• [SELECTED EXCERPT]
---+---

With the preparatory work for the introduction of euro all but complete, EU finance ministers will this weekend turn their attention to economic life after the birth and the challenges, particularly to the capital markets, of a single market in money.
Meeting in York informally, the ministers will also be able to give a preliminary response to the Commission's proposals on reforming structural and agricultural policies.
The Minister for Finance, Mr McCreevy, who arrived last night direct from Cheltenham, is expected to welcome the broad thrust of the package but warn that Ireland has serious reservations about the CAP reform compensation. Despite the strike by port and ferry workers in Calais over dutyfree, diplomatic sources say that he is unlikely to raise the issue at this meeting, preferring to come back to the issue when armed with the details of the report that he has commissioned.
The Commission was last night still firmly insisting it sees no need for a study of its own. "Unless we are unanimously asked by the member states we will not produce a report," a spokeswoman for the Single Market Commissioner, Mr Mario Monti, said.
But the meeting will see a wideranging discussion on the extent to which the EU needs to harmonise and develop the operations of its capital markets once the single currency is launched.
The Economic Affairs Commissioner, Mr Yves Thibault de Silguy, told journalists here yesterday that he would be bringing forward proposals within weeks on the development of a market for venture capital for the small and medium-sized firms who generate three quarters of new jobs.

---+---

• [DATASET ROWS]
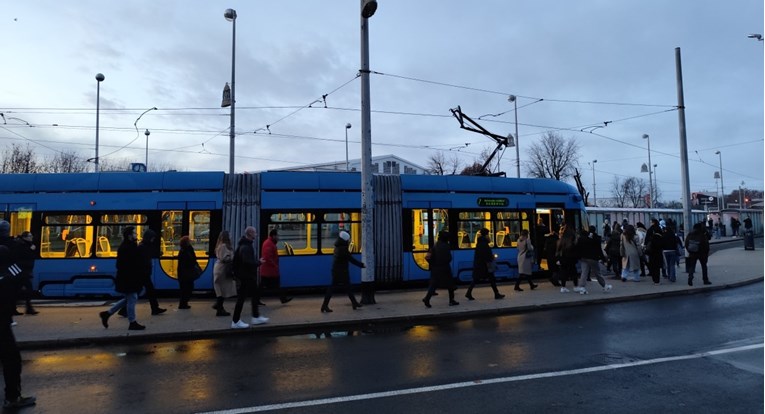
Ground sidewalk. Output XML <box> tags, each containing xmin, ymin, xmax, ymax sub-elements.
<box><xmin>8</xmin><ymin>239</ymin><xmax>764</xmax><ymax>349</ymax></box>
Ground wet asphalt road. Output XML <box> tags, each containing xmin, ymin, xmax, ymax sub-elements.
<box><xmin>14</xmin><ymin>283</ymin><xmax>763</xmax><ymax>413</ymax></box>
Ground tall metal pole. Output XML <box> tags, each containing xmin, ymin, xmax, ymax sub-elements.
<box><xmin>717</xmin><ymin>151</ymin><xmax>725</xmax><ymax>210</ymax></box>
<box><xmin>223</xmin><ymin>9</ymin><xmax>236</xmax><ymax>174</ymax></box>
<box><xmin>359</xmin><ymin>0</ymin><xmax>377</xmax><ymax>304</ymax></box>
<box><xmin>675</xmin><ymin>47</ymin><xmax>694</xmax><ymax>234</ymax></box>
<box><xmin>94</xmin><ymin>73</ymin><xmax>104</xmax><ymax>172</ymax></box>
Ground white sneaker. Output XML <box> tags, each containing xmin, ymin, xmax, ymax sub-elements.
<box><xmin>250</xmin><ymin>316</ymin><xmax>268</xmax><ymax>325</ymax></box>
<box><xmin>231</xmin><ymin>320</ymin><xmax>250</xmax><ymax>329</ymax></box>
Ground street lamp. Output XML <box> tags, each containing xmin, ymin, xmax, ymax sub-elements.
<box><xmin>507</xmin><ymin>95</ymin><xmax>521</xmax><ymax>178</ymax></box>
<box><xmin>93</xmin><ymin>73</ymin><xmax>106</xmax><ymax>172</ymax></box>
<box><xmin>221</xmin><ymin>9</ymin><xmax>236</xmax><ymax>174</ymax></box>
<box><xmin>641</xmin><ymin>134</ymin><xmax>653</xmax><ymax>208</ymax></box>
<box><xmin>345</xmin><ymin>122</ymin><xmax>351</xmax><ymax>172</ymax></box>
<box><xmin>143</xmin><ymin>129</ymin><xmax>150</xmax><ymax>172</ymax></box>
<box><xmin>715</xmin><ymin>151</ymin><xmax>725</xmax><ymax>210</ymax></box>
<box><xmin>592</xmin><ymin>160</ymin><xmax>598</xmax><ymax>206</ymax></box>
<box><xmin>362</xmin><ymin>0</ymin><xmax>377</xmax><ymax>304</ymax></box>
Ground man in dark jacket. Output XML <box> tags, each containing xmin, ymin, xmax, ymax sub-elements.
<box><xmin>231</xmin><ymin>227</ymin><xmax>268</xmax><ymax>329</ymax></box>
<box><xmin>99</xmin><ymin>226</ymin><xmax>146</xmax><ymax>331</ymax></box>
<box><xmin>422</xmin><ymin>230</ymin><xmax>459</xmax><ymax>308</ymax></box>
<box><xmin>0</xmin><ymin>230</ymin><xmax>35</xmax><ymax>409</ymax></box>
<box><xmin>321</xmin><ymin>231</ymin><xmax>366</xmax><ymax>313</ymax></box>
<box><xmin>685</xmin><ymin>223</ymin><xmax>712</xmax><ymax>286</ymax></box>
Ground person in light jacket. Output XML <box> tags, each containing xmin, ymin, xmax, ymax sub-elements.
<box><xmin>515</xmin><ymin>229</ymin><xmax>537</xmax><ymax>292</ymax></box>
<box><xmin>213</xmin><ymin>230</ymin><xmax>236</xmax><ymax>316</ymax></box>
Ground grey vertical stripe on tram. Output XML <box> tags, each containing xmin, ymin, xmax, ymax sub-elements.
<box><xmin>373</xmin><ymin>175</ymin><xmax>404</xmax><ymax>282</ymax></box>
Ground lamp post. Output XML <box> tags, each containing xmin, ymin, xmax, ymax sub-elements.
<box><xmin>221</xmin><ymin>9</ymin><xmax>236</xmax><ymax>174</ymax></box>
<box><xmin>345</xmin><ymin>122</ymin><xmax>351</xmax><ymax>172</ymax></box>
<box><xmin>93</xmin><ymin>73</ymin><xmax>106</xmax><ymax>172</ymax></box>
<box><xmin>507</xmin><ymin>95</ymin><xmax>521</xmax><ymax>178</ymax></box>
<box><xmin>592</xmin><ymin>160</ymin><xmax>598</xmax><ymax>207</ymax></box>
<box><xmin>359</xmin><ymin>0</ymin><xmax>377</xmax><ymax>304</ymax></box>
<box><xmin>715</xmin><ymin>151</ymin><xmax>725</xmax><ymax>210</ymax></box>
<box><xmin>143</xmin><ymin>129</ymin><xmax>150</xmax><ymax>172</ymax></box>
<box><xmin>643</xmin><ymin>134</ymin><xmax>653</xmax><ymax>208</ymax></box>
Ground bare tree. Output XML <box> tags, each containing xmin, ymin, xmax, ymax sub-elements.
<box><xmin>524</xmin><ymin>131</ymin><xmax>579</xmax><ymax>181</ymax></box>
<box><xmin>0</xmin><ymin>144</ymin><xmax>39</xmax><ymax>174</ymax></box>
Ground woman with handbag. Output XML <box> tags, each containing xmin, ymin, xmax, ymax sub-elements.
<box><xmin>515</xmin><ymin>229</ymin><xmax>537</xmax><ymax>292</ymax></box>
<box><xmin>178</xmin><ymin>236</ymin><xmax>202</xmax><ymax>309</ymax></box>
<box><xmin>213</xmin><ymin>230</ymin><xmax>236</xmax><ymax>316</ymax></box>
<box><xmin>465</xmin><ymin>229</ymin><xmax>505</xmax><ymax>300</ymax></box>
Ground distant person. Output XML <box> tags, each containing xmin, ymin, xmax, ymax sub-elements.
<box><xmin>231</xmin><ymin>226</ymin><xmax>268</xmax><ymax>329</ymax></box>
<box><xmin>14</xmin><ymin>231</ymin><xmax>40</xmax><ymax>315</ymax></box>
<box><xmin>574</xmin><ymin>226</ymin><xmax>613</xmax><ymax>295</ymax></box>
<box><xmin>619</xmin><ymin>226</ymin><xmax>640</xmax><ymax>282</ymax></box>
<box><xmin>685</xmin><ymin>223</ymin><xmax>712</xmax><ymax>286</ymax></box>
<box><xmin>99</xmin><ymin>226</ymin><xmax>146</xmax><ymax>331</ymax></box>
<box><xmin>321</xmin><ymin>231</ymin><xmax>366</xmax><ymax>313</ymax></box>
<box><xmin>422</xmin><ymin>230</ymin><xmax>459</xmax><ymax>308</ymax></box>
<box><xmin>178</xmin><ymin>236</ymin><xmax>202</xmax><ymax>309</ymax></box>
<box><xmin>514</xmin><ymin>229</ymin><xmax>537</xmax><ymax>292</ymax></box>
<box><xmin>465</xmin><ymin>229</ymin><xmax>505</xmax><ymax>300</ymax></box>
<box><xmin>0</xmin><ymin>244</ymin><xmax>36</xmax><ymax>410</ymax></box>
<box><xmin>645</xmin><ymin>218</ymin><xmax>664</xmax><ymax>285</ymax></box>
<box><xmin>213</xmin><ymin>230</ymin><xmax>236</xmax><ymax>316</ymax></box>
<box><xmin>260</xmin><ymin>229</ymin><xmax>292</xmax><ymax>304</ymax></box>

---+---

• [THE TASK] Rewrite the article on the EU finance ministers' meeting, giving everything from "With the preparatory" down to "and agricultural policies." with "York" switched to "Brussels". Use only the text to complete this.

• [OUTPUT OF THE EXERCISE]
With the preparatory work for the introduction of euro all but complete, EU finance ministers will this weekend turn their attention to economic life after the birth and the challenges, particularly to the capital markets, of a single market in money.
Meeting in Brussels informally, the ministers will also be able to give a preliminary response to the Commission's proposals on reforming structural and agricultural policies.